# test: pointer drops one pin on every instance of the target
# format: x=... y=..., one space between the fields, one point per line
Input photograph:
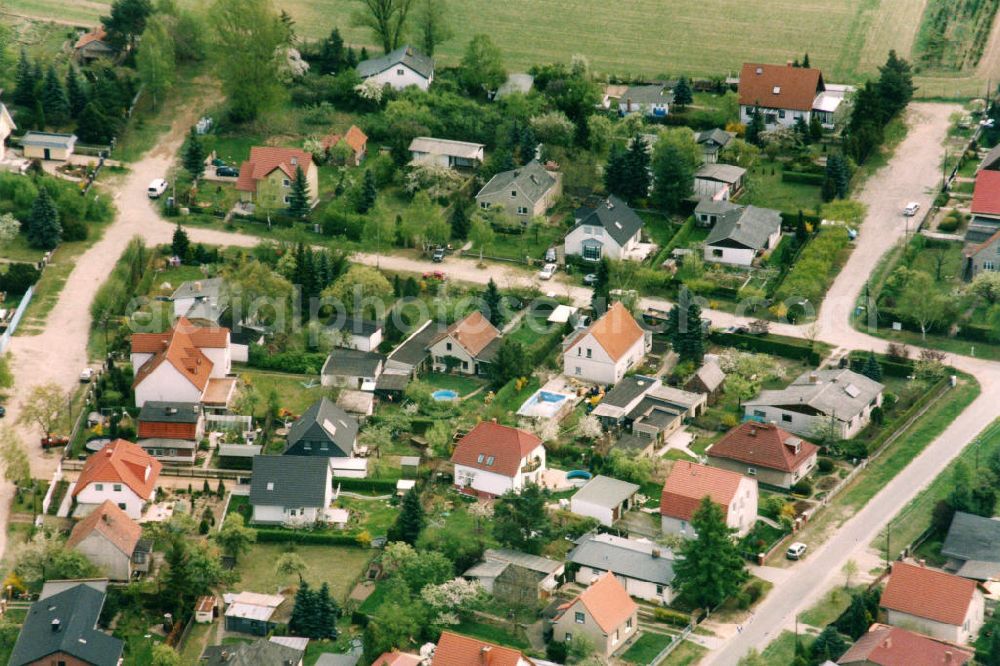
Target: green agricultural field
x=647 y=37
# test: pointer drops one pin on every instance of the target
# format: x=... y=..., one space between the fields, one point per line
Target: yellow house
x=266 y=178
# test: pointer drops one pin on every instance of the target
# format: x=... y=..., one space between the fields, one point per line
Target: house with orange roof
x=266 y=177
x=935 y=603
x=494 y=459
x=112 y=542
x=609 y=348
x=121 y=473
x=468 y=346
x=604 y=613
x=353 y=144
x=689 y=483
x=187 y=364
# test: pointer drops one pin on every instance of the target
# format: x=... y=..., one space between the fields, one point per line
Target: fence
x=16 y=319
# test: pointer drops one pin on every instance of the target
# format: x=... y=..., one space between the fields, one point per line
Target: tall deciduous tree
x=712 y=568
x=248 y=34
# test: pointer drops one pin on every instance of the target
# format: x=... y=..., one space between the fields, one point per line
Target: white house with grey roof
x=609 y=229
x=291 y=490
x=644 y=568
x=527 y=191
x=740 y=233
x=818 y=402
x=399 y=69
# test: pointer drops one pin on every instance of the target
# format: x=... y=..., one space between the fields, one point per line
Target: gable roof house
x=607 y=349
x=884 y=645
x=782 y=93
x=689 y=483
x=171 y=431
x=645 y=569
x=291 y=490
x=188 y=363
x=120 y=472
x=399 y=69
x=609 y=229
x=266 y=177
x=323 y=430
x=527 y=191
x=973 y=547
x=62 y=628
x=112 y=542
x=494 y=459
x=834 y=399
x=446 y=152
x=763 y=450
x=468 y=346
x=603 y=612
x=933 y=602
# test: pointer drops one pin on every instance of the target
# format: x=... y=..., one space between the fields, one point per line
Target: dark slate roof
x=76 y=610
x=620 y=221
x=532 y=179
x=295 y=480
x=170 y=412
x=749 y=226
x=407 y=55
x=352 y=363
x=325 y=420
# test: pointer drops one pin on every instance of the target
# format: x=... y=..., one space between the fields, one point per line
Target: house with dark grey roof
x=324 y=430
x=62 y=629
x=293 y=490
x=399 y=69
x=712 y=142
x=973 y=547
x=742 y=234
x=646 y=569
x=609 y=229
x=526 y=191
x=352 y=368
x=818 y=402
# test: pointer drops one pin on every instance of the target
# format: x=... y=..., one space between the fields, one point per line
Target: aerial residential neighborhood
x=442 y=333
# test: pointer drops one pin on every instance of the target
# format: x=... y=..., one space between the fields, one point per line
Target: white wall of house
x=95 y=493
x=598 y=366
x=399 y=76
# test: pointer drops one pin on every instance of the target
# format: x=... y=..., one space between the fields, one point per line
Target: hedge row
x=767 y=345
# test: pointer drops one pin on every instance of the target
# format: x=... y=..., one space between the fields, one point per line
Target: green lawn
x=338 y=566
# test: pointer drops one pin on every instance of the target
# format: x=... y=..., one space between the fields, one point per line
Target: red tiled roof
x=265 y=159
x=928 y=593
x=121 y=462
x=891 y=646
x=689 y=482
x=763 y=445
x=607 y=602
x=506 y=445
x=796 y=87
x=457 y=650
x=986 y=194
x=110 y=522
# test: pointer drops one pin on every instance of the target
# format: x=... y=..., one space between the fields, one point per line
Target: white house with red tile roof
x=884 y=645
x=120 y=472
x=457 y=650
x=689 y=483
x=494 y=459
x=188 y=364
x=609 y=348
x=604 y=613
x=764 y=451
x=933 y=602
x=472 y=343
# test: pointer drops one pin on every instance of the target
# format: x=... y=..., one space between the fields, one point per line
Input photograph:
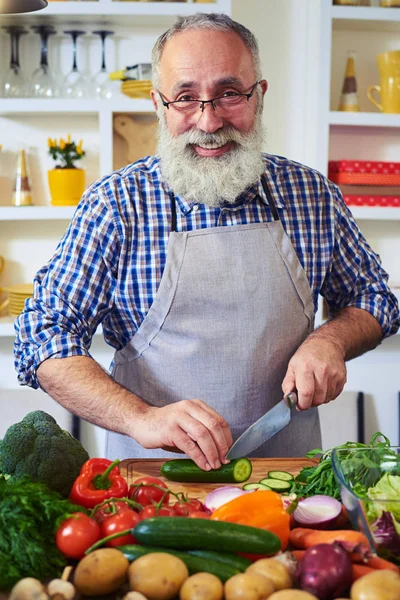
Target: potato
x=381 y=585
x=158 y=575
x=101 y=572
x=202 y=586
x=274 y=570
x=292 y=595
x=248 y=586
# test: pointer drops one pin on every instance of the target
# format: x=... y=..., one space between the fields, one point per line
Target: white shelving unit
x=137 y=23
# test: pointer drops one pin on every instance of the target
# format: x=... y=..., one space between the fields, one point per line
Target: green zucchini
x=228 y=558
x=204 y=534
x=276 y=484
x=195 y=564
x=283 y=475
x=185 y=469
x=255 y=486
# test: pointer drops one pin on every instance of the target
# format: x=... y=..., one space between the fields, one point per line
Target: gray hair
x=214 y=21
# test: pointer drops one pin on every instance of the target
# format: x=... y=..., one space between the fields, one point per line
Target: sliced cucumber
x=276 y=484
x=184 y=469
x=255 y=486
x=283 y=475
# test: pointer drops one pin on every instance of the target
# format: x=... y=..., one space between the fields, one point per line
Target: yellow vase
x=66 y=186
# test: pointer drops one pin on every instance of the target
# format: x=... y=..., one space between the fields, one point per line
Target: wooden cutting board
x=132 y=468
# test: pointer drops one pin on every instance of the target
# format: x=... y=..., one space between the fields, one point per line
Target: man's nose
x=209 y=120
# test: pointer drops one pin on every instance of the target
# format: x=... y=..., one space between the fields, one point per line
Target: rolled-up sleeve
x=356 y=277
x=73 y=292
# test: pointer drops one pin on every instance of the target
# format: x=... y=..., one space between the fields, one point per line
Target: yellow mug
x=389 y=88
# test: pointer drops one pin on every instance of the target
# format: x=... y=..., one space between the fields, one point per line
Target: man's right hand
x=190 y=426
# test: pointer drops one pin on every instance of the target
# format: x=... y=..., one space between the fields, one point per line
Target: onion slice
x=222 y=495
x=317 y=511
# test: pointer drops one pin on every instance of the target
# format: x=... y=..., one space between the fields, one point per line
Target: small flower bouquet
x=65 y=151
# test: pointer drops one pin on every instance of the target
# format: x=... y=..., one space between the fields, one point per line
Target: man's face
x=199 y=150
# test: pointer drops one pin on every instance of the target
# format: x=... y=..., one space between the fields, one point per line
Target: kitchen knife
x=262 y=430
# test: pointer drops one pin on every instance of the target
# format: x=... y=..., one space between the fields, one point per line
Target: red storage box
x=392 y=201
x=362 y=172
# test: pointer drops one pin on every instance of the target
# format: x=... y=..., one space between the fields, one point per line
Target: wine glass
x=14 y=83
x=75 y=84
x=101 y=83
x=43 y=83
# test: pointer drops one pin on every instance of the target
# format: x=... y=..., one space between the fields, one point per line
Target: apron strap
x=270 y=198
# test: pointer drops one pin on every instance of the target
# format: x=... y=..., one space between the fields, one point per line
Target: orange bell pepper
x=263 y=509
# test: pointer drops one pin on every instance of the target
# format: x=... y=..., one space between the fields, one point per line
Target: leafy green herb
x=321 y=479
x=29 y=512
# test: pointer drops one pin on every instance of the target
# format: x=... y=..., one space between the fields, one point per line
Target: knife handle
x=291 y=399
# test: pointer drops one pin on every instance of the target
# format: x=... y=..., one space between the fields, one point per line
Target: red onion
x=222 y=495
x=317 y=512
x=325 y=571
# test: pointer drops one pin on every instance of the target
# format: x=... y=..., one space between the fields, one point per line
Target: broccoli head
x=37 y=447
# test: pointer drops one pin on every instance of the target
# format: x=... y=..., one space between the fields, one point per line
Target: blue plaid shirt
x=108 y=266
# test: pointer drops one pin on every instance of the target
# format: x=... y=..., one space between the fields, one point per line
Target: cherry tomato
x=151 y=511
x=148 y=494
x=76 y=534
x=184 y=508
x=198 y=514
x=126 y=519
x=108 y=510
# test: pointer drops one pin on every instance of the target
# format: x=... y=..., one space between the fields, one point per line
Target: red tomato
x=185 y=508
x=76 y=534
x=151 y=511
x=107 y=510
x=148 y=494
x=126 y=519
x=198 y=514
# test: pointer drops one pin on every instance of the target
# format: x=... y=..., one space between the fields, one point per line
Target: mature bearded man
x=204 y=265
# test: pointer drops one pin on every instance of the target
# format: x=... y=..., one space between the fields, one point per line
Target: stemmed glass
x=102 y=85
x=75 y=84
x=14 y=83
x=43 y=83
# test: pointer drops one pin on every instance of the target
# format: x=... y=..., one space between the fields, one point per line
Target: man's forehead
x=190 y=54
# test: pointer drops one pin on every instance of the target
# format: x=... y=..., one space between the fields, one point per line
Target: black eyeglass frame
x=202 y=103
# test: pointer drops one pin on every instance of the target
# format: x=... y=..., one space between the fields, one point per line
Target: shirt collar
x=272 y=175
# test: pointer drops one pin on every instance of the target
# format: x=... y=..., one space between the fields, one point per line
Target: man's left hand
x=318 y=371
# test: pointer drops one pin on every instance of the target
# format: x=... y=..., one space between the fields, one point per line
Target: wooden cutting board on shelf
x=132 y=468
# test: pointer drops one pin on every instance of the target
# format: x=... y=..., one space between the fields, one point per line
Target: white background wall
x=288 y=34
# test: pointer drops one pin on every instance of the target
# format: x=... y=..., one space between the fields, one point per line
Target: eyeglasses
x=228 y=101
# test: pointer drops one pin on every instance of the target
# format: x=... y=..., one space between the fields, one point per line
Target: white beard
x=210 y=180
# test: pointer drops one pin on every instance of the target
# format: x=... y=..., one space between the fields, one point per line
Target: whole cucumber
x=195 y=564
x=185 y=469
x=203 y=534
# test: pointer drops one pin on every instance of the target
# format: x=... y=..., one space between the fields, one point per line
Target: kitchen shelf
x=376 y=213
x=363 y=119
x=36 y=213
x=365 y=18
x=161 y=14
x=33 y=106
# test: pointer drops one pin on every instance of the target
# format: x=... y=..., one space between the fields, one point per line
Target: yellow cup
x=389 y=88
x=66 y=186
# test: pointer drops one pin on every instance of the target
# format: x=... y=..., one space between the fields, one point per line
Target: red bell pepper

Challenge:
Beginning at the start of the records and continuing through the line that contains "x=266 y=178", reproduce those lines with "yellow house" changed to "red house" and everything else left intact. Omit the pictures from your answer.

Response:
# test: pointer drops one pin on every instance of the target
# format: x=... y=..., one space between the fields, one point per line
Input photograph:
Target: green agricultural field
x=647 y=37
# test: pointer drops one pin on every instance of the target
# format: x=... y=..., one space between the fields, one point per line
Target: red house
x=266 y=178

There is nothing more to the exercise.